Given text ▸

#####

Why you shouldn't read this book: You are a cryptofascist, or you work for the CIA, or you have a financial interest in the alcohol industry, or you really fell for that lazy D.A.R.E. information someone spewed into your head in the '80s or '90s. 


Wednesday, June 10, 2020

Venus Plus X

Written by: Theodore Sturgeon

First line: "Charlie Johns," urgently cried Charlie Johns: "Charlie Johns, Charlie Johns!" for that was the absolute necessity—to know who Charlie Johns was, not to let go of that for a second, for anything, ever.

Why you should read this book: Charlie Johns, an average, twentieth century man,  wakes up to find he has been inexplicably summoned to a seemingly utopian, technologically advanced future where gender doesn't exist and all people therefore live in perfect harmony. The Ledom, presumptive inheritors of an Earth destroyed by careless homo sapiens, want Charlie to know them, their culture and customs, and to offer up his honest opinion of their civilization, so that they may better know themselves. With wide-eyed wonder tinged with a yearning for home, Charlie agrees to a complete tour of paradise, down to its greatest secrets, while a parallel story interspersed with Charlie's journey offers up a picture of flawed egalitarianism in a modern (1960) nuclear family.

Why you shouldn't read this book: While Sturgeon was, in so many ways, ahead of his time, he was also, like the rest of us, a product of his time; I'd like to believe that our understanding of sex, sexuality, and gender has advanced substantially in the last 60 years.


Tuesday, January 28, 2020

Grandmother Fish: A Child's First Book of Evolution

Written by: Jonathan Tweet and Karen Lewish

First line: This is our Grandmother Fish. She lived a long long, long, long, long time ago.

Why you should read this book: A joyful and accessible explanation of evolution directed to the youngest readers, this book begins with a fish (not because life begin with a fish, but because children can comprehend the concept of "fish" better than they can "single celled organisms"), points out her evolutionary advantages (she can wiggle, swim fast, and chomp things), and then discusses some of the evolutionary branches that descended from this proto fish. The book goes on to draw a line from fish to reptiles, reptiles to mammals, mammals to apes, and apes to humans, using the type of poetic repetition and variations that draws children into stories. The supplementary material includes a partial family tree of all life on earth, and many notes for adult humans seeking to further illuminate these concepts for young humans. All around a wonderful reference for little kids just beginning to explore their world, science, and what it means to be alive.

Why you shouldn't read this book: You know who you are and you can get the hell off my book blog. We believe in science around here.


Thursday, October 27, 2016

Galapagos

Written by: Kurt Vonnegut

First line: The thing was: One million years ago, back in 1986 A.D., Guayaquil was the chief seaport of the little South American democracy of Ecuador, whose capital was Quito, high in the Andes Mountain.

Why you should read this book: Pure Vonnegut: a ghostly narrator points out the fatal flaws of the human race as it exists today and explains how civilization as we know it ends, along with the details of natural selection that helped out species evolve to be happier and better suited to our environment. A cast of ultimately human characters and mistakes skip along from disaster to disaster, and finally to salvation. Expect cynicism.

Why you shouldn't read this book: You don't understand cynicism.

#####

Supplied information ▸

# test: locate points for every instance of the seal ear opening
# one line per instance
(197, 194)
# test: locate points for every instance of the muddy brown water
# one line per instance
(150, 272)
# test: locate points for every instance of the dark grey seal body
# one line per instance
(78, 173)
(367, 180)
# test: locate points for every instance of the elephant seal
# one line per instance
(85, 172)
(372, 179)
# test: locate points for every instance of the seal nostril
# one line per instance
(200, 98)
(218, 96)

#####

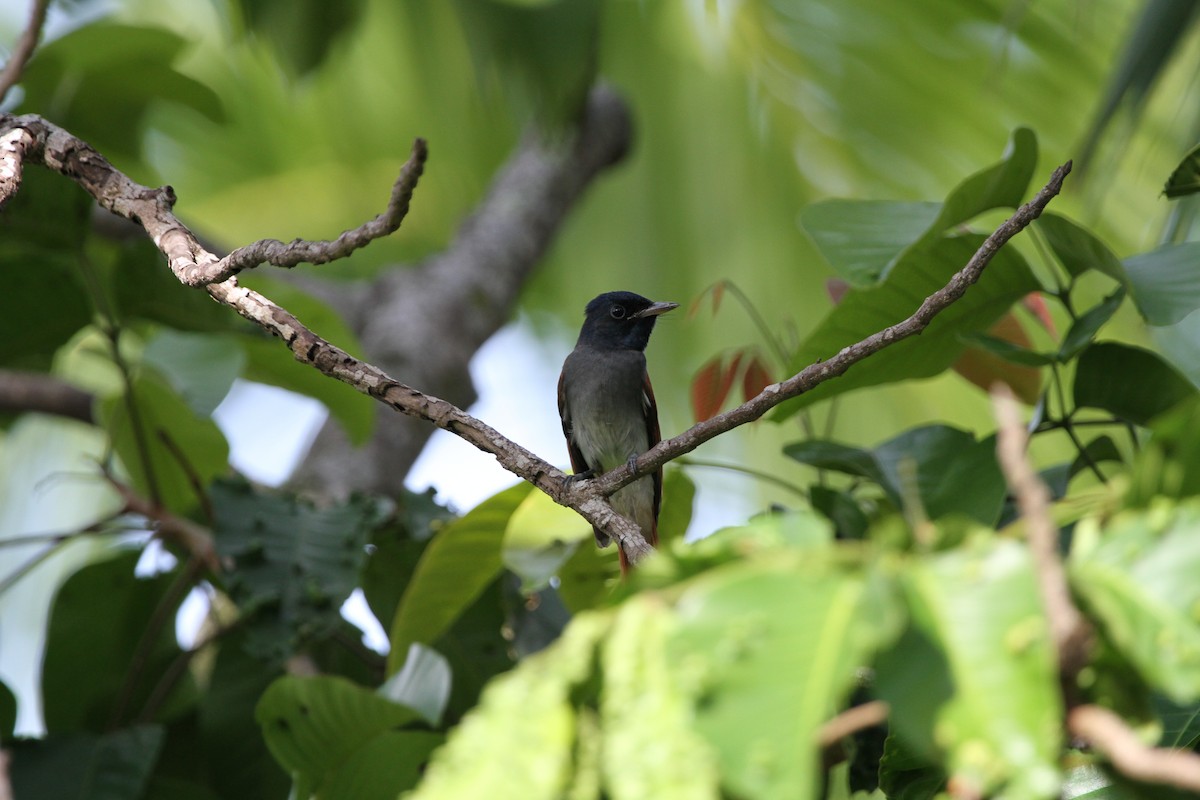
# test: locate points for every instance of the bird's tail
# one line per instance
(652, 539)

#####

Requests ▸
**a.** In the book blog excerpt, what year is the nuclear family in the parallel story of Venus Plus X set in?
**b.** List every book title reviewed in the book blog excerpt.

Answers given ▸
**a.** 1960

**b.**
Venus Plus X
Grandmother Fish: A Child's First Book of Evolution
Galapagos